* **WORK REQUIRED**: Format the records below as a JSON list of strings, one string per line, leaving out any blank lines.
◆ ◆ ◆
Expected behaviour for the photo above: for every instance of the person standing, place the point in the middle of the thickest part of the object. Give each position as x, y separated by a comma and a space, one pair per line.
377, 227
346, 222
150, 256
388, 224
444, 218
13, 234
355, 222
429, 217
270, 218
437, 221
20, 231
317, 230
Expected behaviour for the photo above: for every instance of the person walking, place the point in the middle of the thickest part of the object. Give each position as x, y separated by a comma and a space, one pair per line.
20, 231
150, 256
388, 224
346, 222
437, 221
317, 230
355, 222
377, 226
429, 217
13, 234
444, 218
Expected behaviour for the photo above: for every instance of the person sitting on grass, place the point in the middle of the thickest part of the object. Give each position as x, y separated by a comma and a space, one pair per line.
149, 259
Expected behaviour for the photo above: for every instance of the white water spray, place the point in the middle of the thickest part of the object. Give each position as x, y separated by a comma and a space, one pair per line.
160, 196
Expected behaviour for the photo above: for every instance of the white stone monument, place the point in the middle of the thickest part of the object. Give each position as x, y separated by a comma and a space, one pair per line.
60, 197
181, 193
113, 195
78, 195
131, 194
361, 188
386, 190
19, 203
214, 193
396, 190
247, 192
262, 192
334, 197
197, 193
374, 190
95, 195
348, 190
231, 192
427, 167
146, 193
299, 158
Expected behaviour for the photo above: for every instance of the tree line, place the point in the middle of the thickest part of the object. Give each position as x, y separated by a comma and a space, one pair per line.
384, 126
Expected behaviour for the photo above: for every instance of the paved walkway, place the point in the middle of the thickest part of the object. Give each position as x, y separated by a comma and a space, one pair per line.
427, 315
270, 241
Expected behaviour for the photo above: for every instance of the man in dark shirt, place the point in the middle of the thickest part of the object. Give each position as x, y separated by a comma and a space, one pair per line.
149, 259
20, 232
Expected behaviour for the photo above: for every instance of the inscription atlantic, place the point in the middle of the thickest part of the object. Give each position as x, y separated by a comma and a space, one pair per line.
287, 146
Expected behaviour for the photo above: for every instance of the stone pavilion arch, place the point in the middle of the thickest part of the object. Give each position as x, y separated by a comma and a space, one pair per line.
◆ ◆ ◆
* **TASK RESPONSE**:
[
  "Expected behaviour for the photo above: for every instance of the person standing, place the point in the middle of the thickest part of the object. Give each position as x, y separated by a comma and a space, one pair per line.",
  "377, 227",
  "346, 222",
  "150, 256",
  "388, 224",
  "444, 218",
  "13, 234",
  "355, 222",
  "429, 217",
  "270, 218",
  "437, 221",
  "20, 231",
  "317, 230",
  "Expected behaviour for the photo above: for every instance of the person walking, place the point in the middle of the thickest part of the object. Give each position as x, y separated by a comma and a space, one pair per line.",
  "20, 231",
  "150, 256",
  "388, 224",
  "346, 222",
  "437, 221",
  "317, 230",
  "355, 222",
  "377, 226",
  "429, 217",
  "13, 234",
  "444, 218",
  "Expected behaviour for the photo above: for every instance of the person sitting on grass, place the point in the middle of the thickest part of the object. Give each position as x, y separated by a comma and a space, one pair per line.",
  "149, 259",
  "Expected behaviour for the photo above: for every instance of the white water spray, place the point in the middle of the thickest part of the object. Give each position as x, y separated by a comma and a space, one pair per line.",
  "160, 196",
  "Expected behaviour for the photo above: for every instance of the white stone monument, place the point in the middle of the thickest part of the object. Give each position as x, y separated by a comma and a space, one pair per line.",
  "60, 197",
  "181, 193",
  "113, 195",
  "78, 195",
  "131, 194",
  "361, 188",
  "386, 190",
  "19, 203",
  "214, 193",
  "396, 190",
  "247, 192",
  "262, 192",
  "334, 197",
  "197, 193",
  "374, 190",
  "95, 195",
  "348, 190",
  "231, 192",
  "427, 167",
  "146, 193",
  "299, 158",
  "Expected behaviour for the photo above: for every instance of the tree line, place the point in the middle of the thickest part of the object. Give each position as x, y separated by a comma and a space, one pair per line.",
  "384, 126",
  "Expected behaviour for the photo above: for every instance of the paved walkway, place the point in the middle of the thickest part of the object. Give each position as x, y separated by a comma and a space, one pair per line.",
  "427, 315",
  "270, 241",
  "Expected behaviour for the photo above: for every instance of the man in dark shirt, place the point in the middle of the thickest part of the object. Give each position as x, y separated by a comma and a space, one pair per line.",
  "149, 259",
  "20, 232",
  "Expected behaviour for the photo above: for every instance of the inscription atlantic, place the point in the middle of the thickest part of the object. Give each position as x, y separated by a comma and a space, one pair per line.",
  "287, 146",
  "Expected behaviour for the photo above: for every instance of the stone pavilion arch, place the point in the middle of the thickest part of the object. Give each position as x, y separated by a comma and a space, one pair per line."
]